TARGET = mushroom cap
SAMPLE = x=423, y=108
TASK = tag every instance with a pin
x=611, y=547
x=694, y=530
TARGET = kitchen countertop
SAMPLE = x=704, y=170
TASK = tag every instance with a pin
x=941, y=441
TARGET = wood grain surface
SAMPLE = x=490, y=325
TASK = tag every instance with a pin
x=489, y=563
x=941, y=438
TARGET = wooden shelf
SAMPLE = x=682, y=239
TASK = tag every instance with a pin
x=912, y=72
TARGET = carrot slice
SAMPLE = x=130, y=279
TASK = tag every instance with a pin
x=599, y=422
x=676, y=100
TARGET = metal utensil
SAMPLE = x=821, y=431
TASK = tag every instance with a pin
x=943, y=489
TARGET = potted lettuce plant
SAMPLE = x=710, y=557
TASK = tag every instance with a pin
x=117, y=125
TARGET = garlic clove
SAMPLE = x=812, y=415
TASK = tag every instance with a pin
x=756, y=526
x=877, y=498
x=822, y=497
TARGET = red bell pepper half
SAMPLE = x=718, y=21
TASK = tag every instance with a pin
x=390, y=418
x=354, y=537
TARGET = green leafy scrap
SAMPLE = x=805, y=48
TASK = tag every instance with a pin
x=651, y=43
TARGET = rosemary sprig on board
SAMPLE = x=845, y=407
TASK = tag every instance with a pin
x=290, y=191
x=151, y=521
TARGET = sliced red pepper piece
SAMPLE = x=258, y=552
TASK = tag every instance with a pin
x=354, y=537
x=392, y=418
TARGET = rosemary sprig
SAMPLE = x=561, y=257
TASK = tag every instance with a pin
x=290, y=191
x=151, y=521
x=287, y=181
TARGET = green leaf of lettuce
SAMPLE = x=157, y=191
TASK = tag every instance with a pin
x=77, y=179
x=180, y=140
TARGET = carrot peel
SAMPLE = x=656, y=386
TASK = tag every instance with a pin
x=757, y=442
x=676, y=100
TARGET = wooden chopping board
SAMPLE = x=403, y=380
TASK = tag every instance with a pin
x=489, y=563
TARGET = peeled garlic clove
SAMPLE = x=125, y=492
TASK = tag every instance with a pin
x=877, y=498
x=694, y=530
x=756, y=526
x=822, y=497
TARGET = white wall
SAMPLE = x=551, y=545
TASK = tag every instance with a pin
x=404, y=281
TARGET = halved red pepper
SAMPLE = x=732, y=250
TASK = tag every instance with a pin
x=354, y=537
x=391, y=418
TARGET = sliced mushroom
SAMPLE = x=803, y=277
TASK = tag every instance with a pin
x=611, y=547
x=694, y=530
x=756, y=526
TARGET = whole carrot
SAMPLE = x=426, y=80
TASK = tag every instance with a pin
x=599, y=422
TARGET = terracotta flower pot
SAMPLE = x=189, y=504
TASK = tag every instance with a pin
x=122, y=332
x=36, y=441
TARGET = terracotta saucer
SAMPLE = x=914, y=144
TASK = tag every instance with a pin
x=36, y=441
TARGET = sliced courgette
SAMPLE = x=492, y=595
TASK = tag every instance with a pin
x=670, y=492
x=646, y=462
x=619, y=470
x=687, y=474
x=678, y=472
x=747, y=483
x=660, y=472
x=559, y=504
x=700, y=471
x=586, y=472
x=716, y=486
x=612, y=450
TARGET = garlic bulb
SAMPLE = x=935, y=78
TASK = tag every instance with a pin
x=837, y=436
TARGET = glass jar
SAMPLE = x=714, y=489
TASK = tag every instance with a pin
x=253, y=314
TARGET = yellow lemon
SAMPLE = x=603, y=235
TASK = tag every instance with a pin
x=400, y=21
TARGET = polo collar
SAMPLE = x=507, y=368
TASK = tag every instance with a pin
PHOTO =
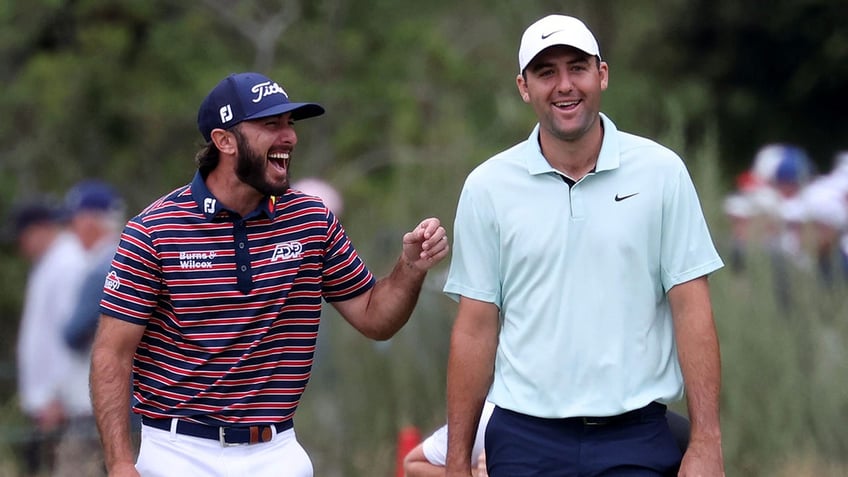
x=210, y=206
x=608, y=159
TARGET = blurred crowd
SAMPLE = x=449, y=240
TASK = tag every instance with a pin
x=69, y=244
x=782, y=204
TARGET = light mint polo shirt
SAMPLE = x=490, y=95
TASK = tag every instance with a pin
x=580, y=274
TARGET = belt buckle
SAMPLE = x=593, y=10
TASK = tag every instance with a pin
x=222, y=432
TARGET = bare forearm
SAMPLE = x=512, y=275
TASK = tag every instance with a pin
x=110, y=393
x=470, y=370
x=393, y=299
x=700, y=362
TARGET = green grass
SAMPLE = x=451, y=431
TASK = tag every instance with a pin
x=784, y=395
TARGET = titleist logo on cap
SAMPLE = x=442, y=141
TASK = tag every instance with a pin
x=265, y=89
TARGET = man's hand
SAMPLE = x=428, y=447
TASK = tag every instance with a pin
x=426, y=245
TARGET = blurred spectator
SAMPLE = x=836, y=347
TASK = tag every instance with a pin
x=42, y=358
x=771, y=196
x=826, y=203
x=96, y=213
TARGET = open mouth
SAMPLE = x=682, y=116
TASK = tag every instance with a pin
x=566, y=105
x=279, y=160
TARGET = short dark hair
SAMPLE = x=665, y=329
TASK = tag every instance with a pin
x=597, y=65
x=207, y=158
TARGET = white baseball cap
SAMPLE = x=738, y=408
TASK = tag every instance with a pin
x=555, y=30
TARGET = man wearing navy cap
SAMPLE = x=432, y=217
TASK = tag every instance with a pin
x=213, y=300
x=580, y=264
x=43, y=361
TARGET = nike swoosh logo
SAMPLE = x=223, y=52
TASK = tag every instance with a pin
x=619, y=198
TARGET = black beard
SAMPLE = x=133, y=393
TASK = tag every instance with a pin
x=251, y=167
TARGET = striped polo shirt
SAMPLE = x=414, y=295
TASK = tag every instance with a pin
x=231, y=304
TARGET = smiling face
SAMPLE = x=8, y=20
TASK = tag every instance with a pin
x=264, y=153
x=564, y=85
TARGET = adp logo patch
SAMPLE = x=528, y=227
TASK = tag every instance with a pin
x=112, y=281
x=287, y=251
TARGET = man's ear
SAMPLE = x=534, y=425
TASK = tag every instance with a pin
x=224, y=140
x=521, y=83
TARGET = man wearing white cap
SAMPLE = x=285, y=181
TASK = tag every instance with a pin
x=580, y=264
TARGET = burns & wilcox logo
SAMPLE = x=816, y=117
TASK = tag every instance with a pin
x=196, y=260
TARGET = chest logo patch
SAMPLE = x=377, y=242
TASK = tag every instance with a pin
x=287, y=251
x=196, y=260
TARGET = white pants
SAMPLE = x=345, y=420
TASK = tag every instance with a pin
x=167, y=454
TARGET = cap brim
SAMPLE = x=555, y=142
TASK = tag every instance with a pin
x=299, y=111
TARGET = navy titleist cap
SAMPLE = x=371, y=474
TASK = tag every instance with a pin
x=244, y=96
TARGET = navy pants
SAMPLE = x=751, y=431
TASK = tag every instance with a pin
x=635, y=444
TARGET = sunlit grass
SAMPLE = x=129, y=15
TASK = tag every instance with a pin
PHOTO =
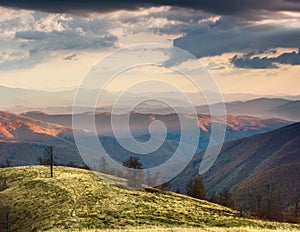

□ □ □ □ □ □ □

#### [INSTRUCTIONS FOR THE TASK]
Report every line in the records above that contains the word "clove", copying each line in full.

#### [OUTPUT FOR THIS TASK]
TARGET = garlic clove
TARGET = peeled garlic clove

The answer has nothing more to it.